[Data records]
· · · · · · ·
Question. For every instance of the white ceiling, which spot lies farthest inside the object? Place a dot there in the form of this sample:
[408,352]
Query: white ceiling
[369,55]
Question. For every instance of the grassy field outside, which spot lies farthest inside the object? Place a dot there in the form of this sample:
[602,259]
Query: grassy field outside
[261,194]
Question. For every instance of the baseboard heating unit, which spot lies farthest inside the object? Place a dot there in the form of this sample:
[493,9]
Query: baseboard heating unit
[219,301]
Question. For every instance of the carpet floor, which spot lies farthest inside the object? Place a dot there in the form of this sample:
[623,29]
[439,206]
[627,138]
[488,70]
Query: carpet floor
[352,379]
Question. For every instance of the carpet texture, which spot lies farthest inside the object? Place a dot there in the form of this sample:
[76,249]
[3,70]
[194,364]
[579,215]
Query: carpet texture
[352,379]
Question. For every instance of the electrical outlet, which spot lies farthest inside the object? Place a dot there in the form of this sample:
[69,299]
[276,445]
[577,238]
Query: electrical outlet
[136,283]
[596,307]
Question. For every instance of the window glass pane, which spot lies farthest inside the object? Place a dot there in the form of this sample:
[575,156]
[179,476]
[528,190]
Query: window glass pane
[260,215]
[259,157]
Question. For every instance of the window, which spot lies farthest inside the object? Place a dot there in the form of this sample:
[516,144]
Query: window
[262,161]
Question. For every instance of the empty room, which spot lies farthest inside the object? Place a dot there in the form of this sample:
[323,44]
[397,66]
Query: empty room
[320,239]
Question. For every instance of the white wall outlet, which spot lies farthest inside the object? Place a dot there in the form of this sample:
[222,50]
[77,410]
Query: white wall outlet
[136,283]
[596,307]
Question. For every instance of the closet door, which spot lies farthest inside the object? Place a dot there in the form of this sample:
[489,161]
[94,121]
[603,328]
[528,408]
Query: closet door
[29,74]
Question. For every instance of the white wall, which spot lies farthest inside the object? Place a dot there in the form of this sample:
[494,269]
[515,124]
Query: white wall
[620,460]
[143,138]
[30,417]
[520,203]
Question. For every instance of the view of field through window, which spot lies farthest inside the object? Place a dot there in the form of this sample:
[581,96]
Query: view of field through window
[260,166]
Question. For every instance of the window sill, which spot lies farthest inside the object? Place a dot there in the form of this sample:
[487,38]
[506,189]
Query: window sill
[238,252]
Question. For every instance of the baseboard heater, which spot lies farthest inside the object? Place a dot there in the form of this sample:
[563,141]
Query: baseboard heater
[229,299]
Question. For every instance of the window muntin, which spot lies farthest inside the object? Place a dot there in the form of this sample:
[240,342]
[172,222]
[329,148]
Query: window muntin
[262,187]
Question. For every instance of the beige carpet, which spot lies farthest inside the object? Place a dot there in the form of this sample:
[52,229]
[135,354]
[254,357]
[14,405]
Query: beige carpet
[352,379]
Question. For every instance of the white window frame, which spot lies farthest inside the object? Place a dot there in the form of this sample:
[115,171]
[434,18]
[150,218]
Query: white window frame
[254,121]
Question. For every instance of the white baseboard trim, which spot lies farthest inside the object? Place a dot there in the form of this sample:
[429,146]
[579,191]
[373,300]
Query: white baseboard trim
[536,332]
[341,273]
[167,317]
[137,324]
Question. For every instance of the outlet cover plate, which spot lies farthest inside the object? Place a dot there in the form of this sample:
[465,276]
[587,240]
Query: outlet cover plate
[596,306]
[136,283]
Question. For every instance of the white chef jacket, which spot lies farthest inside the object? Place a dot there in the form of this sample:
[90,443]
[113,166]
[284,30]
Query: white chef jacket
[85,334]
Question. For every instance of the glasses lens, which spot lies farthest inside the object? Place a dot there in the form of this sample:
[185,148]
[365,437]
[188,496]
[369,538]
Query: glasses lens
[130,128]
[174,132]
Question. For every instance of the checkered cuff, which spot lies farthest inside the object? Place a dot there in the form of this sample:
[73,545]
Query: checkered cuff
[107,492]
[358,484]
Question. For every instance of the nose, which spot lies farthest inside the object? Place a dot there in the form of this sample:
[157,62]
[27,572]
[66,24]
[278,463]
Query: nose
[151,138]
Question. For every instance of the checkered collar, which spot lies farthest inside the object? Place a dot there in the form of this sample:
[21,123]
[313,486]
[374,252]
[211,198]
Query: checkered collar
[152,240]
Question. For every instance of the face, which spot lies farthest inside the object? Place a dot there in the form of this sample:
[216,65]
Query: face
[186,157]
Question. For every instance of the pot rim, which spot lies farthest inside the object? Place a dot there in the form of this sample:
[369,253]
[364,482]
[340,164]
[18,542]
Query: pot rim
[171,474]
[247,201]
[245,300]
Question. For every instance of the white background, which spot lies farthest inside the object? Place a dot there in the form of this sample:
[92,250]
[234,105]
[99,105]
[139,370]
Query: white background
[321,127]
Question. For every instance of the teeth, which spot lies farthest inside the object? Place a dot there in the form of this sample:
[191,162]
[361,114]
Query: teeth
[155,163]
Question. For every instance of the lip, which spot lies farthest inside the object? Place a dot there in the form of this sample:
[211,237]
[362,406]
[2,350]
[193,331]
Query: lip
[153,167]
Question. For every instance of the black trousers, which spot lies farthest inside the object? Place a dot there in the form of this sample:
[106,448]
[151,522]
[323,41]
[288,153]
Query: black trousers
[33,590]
· · · · · · ·
Exercise task |
Rewrite the data from the line containing "Question. For every instance of the pot" through the end, swapping "trousers" for "pants" and leaving everything else unchanged.

Final answer |
Question. For every instance of the pot rim, which spot lies farthest inside the object? Place a dot there in the form of this sample:
[369,253]
[364,482]
[340,164]
[18,542]
Query: pot rim
[171,474]
[247,201]
[245,300]
Question. For every instance of the white background, which spot lies farthest inside the object? Place a dot there in the form of this sample:
[92,250]
[234,105]
[99,105]
[139,370]
Query: white background
[321,127]
Question. For every instance of the teeth, which spot lies farthest inside the object? Place a dot there in the form of this sample:
[191,162]
[361,114]
Query: teeth
[155,163]
Question. For every instance of the lip, which spot lies farthest inside the object? Place a dot there in the form of this sample:
[211,237]
[362,406]
[2,350]
[193,331]
Query: lip
[153,167]
Question. For every instance of the black pants, which spot lies farthest inside the object? Place a dot there in the form of this sample:
[106,448]
[151,522]
[323,41]
[288,153]
Query: black pants
[33,590]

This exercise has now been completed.